▸ **Stated exercise**
Put every one of the rows below into a numbered list, skipping any blank lines. Leave the pictures out of your list.

▸ **Extracted records**
[start]
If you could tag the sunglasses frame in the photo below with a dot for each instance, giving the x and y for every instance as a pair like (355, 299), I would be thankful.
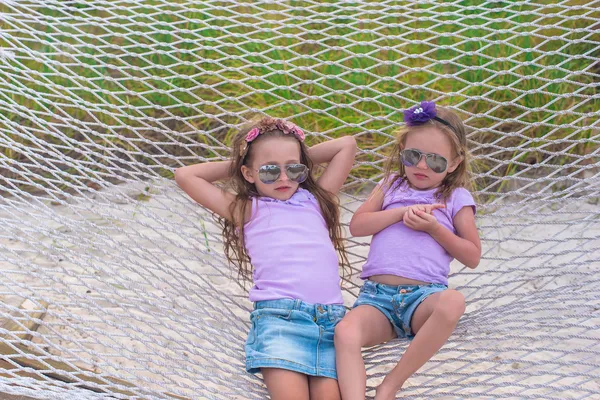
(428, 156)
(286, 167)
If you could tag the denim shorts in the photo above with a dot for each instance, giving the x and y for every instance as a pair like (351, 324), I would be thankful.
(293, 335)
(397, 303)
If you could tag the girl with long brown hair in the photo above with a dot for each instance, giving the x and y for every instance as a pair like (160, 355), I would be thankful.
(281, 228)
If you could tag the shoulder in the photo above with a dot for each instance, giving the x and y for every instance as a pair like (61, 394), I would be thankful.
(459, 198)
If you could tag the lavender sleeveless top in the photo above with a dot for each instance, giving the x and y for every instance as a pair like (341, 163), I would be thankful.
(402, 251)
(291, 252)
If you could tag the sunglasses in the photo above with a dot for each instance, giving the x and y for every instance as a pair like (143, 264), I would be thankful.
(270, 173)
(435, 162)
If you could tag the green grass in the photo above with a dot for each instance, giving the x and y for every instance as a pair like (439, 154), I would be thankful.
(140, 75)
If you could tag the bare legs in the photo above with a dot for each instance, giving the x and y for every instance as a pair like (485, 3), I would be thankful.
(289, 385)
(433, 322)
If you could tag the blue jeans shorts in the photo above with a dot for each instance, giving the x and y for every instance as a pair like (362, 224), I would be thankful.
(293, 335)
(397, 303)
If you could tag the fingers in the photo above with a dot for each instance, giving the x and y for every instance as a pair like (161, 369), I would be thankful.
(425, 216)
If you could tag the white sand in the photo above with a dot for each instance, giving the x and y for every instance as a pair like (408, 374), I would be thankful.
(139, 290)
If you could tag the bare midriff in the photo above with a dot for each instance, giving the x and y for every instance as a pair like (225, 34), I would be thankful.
[end]
▸ **Correct output**
1. If you could tag the sunglasses frame in the photo below with a dot for each instance, giving the x and y for every instance as a pair like (355, 299), I would be thankful.
2. (428, 156)
3. (286, 167)
4. If you could tag the denim shorts in the photo above with a dot for each instance, giving the x and y for every instance as a pair like (351, 324), I would be thankful.
5. (293, 335)
6. (397, 303)
7. If you could tag the girl with long brown hair in the photo above with a dot for each instance, giving the x and y for every instance as a pair like (160, 355), I would be thankful.
8. (281, 228)
9. If you could tag the shoulder in the photo above with a dot for each instance, giving the x and y for every instance as a pair like (61, 394), I would be thankful.
10. (459, 198)
11. If you could tag the lavender sleeveless top in the photo above with a dot for each instance, giving the x and y for every instance as a pair like (341, 163), I would be thankful.
12. (402, 251)
13. (291, 252)
14. If you could tag the sunglasses in the photo above with a dot for each instance, giving the x and y for every instance as a pair like (143, 264), I would be thankful.
15. (270, 173)
16. (435, 162)
17. If you could tag the green grass in the photo above with a dot for each instance, giving the x and y for every instance as a pair like (439, 154), I would be thankful.
18. (140, 75)
19. If you could tag the bare legs in the photo above with a dot for each instance, giving the x and y for every instance as a pair like (485, 3), I would be thankful.
20. (289, 385)
21. (433, 322)
22. If you could tag the blue jeans shorts in the photo above with a dot for each instance, giving the x and y for every instance as a pair like (362, 224), I would be thankful.
23. (293, 335)
24. (397, 303)
25. If you could tag the fingers in the photo above with a dot for each instance, giving the x and y for every instance as a pair like (161, 369), I would be thankful.
26. (425, 216)
27. If you could tag the white sand in the photo above with a dot for each instance, giving the x and y for every instance as a pair like (408, 374), I would be thankful.
28. (139, 290)
29. If you could tag the bare midriff in the photo above with a dot for each instance, giving the x and y for every instance as a pair like (225, 34), I would be thankful.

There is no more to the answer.